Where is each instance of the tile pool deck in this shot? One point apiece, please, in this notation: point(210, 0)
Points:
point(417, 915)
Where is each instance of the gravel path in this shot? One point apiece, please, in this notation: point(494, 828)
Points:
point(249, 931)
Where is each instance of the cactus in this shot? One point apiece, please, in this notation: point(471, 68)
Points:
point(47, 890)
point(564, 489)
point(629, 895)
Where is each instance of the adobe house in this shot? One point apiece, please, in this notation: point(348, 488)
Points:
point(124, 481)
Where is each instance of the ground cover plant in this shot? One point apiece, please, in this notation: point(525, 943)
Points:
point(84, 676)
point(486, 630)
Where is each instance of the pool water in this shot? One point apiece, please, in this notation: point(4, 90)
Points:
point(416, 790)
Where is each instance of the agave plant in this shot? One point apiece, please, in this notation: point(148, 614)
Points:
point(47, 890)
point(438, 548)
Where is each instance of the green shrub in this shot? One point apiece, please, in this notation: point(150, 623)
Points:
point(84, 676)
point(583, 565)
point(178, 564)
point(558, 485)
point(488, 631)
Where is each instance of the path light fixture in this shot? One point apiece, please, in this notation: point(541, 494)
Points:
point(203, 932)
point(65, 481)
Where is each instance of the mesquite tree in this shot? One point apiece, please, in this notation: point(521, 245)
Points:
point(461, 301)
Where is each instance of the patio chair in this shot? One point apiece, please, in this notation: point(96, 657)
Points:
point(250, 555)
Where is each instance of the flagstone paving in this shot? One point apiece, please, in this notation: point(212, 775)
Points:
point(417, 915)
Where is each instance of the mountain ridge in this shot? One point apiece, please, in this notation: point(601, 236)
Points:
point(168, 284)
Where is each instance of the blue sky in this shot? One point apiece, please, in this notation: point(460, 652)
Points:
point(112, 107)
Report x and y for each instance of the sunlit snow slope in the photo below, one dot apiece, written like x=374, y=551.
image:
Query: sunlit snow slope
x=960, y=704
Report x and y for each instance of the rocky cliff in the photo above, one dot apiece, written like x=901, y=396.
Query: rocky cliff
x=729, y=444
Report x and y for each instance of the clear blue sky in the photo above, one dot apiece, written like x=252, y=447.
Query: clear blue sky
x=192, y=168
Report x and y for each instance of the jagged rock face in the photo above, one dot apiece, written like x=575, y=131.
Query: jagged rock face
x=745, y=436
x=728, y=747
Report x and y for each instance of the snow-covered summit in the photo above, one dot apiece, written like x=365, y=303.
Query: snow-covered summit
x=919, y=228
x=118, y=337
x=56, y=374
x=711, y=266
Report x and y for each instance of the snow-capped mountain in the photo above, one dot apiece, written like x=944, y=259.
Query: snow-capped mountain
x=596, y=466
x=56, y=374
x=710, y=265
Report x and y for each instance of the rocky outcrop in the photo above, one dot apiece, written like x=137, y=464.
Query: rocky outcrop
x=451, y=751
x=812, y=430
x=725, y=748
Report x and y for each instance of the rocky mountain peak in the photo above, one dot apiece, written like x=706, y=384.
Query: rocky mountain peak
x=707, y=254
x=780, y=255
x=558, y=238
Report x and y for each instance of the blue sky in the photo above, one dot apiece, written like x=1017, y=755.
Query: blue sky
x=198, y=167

----

## TASK OBJECTIVE
Copy all of the records above word for word, from the first line through the last.

## TASK RESULT
Where is each instance of the tile pool deck in this shot? One point apiece, please, in this notation: point(210, 0)
Points:
point(417, 915)
Where is each instance of the gravel path in this shot? One point apiece, please, in this notation: point(494, 828)
Points:
point(249, 931)
Where is each instance of the cactus in this shot? One point apiece, please, in this notation: point(471, 68)
Points:
point(47, 890)
point(564, 489)
point(629, 895)
Where is each instance of the adobe house in this shot? One point apiece, please, in this notation: point(348, 488)
Points:
point(124, 481)
Where is each instance of the ground cover plant in this shot? One point apiece, please, in this notation: point(525, 943)
Points:
point(84, 676)
point(486, 630)
Where is each instance of the pool water in this shot? One point apiece, please, in this notation: point(4, 90)
Points:
point(416, 790)
Where is each instance of the agave plant in this shot? One point apiece, please, in this notation: point(148, 614)
Points:
point(47, 890)
point(438, 548)
Where is each instance of the green shrub in this shot? One point apiece, please, in this notation: point(150, 623)
Points:
point(84, 676)
point(583, 565)
point(178, 564)
point(558, 485)
point(488, 631)
Where is each instance of the path light fixture in this shot? One point apiece, please, in this notation: point(541, 494)
Points:
point(203, 932)
point(65, 481)
Where is each instance of the mesquite tree in this shot? One point apiece, please, in this notation: point(521, 245)
Points:
point(461, 301)
Where is each instance of the patio chair in this shot? One point apiece, please, in this notation: point(96, 657)
Points:
point(250, 555)
Where is each instance of the flagstone paving in this shot? One point apiece, please, in this notation: point(212, 775)
Points:
point(417, 915)
Where is each instance of the mountain ridge in this shot? One point apiece, please, in this notation: point(601, 236)
Points:
point(168, 284)
Where is each instance of the blue sky in this shot? One point apiece, please, in this notation: point(460, 652)
Points:
point(112, 107)
Report x and y for each instance of the sunlit snow slope in the photo below, one dot apiece, written like x=374, y=551.
image:
Query: sunlit snow slope
x=960, y=704
Report x and y for each instance of the rocky cliff in the photo above, one dot apiece, written like x=901, y=396.
Query: rocky cliff
x=729, y=444
Report x and y for each instance of the clear blue sky in the photo above, one dot apiece, written like x=252, y=447.
Query: clear blue sky
x=192, y=168
Report x and y for each instance of the jagged rock face in the photo above, one dot apiece, written like x=575, y=131.
Query: jagged rock face
x=745, y=436
x=728, y=747
Report x and y for each instance of the snow-covered summit in the photo above, one dot apiece, written like x=365, y=303.
Query: snow-covered summit
x=919, y=228
x=118, y=337
x=56, y=374
x=711, y=266
Report x and y for each instance of the snow-capped mountain in the photo above, one dot apiece, written like x=944, y=259.
Query: snow-capped mountain
x=596, y=466
x=56, y=374
x=710, y=265
Report x and y for each instance of the rocky outcrop in the photo above, one dot apiece, written like x=137, y=464.
Query: rocky outcrop
x=451, y=751
x=812, y=430
x=725, y=748
Report x and y for each instance of the rocky mountain peak in the photo above, one dot apiece, written like x=706, y=384.
Query: rocky mountain peak
x=707, y=254
x=780, y=255
x=558, y=238
Report x and y for each instance of the blue sky in the photo above, one dot apiece, written like x=1017, y=755.
Query: blue sky
x=198, y=167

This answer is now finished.